═════ Source records ═════
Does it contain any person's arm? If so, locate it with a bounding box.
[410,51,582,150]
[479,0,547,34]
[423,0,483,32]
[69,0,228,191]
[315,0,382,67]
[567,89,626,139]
═════
Work request
Exact retyping of all the entries is required.

Answer space
Does it contain any person's arm? If so, locate it with a bounding box.
[410,51,582,150]
[479,0,547,34]
[423,0,483,32]
[69,0,228,191]
[315,0,382,67]
[567,89,626,139]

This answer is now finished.